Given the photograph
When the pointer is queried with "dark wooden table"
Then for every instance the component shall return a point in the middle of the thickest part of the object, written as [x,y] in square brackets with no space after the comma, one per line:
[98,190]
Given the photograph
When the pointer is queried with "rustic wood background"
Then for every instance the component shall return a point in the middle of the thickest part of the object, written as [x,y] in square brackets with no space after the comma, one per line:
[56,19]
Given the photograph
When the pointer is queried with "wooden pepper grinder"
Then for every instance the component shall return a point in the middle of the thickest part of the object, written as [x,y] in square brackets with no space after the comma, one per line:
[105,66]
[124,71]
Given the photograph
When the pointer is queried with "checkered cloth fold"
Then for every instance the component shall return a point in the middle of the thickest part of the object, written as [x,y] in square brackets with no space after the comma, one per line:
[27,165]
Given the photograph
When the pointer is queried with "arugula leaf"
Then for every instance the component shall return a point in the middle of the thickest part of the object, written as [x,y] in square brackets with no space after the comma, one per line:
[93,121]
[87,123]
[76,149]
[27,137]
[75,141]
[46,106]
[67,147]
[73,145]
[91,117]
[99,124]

****************

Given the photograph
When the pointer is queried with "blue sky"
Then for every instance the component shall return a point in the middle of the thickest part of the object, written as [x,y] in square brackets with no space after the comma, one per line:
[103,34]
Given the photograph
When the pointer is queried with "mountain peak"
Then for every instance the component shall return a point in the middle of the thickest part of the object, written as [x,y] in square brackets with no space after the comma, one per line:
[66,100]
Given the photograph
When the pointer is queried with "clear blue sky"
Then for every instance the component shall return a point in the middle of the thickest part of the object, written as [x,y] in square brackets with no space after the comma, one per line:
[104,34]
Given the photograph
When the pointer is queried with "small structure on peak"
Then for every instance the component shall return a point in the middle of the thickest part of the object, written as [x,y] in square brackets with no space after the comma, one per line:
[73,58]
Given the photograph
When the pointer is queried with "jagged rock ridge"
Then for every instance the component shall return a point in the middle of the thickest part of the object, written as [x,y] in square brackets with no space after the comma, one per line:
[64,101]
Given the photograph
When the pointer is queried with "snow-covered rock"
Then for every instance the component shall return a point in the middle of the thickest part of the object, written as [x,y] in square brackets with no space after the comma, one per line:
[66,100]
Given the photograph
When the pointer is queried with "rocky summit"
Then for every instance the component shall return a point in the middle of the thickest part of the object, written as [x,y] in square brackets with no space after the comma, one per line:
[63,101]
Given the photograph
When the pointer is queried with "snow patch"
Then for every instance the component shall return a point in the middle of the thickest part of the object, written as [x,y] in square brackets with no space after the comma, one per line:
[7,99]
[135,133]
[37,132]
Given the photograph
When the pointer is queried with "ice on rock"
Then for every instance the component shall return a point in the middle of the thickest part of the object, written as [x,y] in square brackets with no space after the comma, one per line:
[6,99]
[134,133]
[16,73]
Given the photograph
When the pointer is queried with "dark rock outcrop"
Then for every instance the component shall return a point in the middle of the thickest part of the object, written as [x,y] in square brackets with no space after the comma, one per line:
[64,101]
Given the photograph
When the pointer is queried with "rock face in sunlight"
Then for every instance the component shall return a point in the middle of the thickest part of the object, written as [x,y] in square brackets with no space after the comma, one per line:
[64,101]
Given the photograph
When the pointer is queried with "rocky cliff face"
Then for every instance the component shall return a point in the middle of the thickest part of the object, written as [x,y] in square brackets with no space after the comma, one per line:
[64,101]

****************

On how many lines of the records above does the word "snow" appear? Answer with only that number.

RESPONSE BELOW:
2